**任务说明 1**
根据引用原文,列出其中所说的 Zig 提供的全部特性。
**任务说明 2**
请将引用原文中的一段照原文重写一遍:从含有“华为云短信服务教你用Zig实现Cngp协议”的词句开始,到“大的类型系统、编译时计算和错误处理机制。”结束。

**引用原文**
□ □ □ □ □
华为云短信服务教你用Zig实现Cngp协议
【摘要】 引言&协议概述中国网络通信集团短信网关协议(CNGP)是中国网通为实现短信业务而制定的一种通信协议,全称叫做China Netcom Short Message Gateway Protocol,用于在PHS短消息网关(SMGW)和服务提供商(SP)之间、短消息网关(SMGW)和短消息网关(SMGW)之间通信。Zig 是一种性能优异、安全性高的系统编程语言,适合用于实现底层网络协议。它提供...
引言&协议概述
中国网络通信集团短信网关协议(CNGP)是中国网通为实现短信业务而制定的一种通信协议,全称叫做China Netcom Short Message Gateway Protocol,用于在PHS短消息网关(SMGW)和服务提供商(SP)之间、短消息网关(SMGW)和短消息网关(SMGW)之间通信。
Zig 是一种性能优异、安全性高的系统编程语言,适合用于实现底层网络协议。它提供了强大的类型系统、编译时计算和错误处理机制。
CNGP 协议基于客户端/服务端模型工作。由客户端(短信应用,如手机,应用程序等)先和短信网关(SMGW Short Message Gateway)建立起 TCP 长连接,并使用 CNGP 命令与SMGW进行交互,实现短信的发送和接收。在CNGP协议中,无需同步等待响应就可以发送下一个指令,实现者可以根据自己的需要,实现同步、异步两种消息传输模式,满足不同场景下的性能要求。
□ □ □ □ □
**数据摘录**
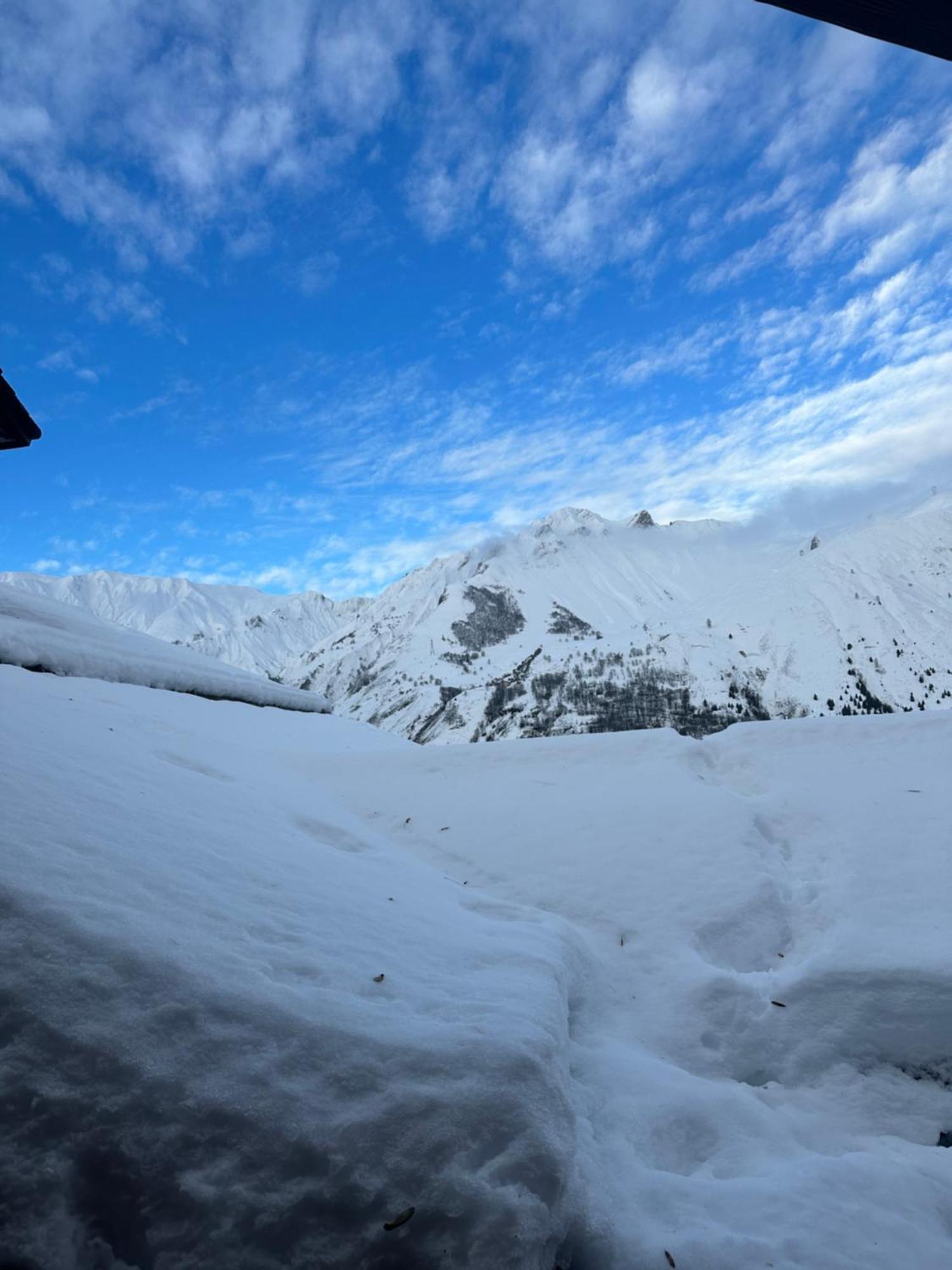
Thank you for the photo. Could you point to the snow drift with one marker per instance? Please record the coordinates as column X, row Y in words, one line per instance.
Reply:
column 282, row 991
□ □ □ □ □
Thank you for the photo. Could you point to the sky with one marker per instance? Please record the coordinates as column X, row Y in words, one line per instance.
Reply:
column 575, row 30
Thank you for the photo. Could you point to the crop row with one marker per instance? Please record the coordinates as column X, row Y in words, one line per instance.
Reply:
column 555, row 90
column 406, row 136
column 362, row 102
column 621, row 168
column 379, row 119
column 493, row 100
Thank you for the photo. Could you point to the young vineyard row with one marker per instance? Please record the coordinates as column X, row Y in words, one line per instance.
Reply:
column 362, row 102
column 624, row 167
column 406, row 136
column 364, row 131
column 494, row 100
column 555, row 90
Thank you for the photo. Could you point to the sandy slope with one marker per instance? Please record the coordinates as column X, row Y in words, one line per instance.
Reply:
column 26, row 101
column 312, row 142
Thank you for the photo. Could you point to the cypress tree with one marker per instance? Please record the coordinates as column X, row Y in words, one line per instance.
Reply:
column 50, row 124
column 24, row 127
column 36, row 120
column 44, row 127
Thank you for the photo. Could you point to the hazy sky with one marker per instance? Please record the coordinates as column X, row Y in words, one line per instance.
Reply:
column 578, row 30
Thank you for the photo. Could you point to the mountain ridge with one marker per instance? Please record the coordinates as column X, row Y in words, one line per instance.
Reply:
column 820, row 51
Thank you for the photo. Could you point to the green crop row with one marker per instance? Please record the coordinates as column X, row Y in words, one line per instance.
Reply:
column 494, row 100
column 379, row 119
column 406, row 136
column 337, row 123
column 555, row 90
□ □ □ □ □
**最终结果 1**
强大的类型系统;编译时计算;错误处理机制

**最终结果 2**
华为云短信服务教你用Zig实现Cngp协议
【摘要】 引言&协议概述中国网络通信集团短信网关协议(CNGP)是中国网通为实现短信业务而制定的一种通信协议,全称叫做China Netcom Short Message Gateway Protocol,用于在PHS短消息网关(SMGW)和服务提供商(SP)之间、短消息网关(SMGW)和短消息网关(SMGW)之间通信。Zig 是一种性能优异、安全性高的系统编程语言,适合用于实现底层网络协议。它提供...
引言&协议概述
中国网络通信集团短信网关协议(CNGP)是中国网通为实现短信业务而制定的一种通信协议,全称叫做China Netcom Short Message Gateway Protocol,用于在PHS短消息网关(SMGW)和服务提供商(SP)之间、短消息网关(SMGW)和短消息网关(SMGW)之间通信。
Zig 是一种性能优异、安全性高的系统编程语言,适合用于实现底层网络协议。它提供了强大的类型系统、编译时计算和错误处理机制。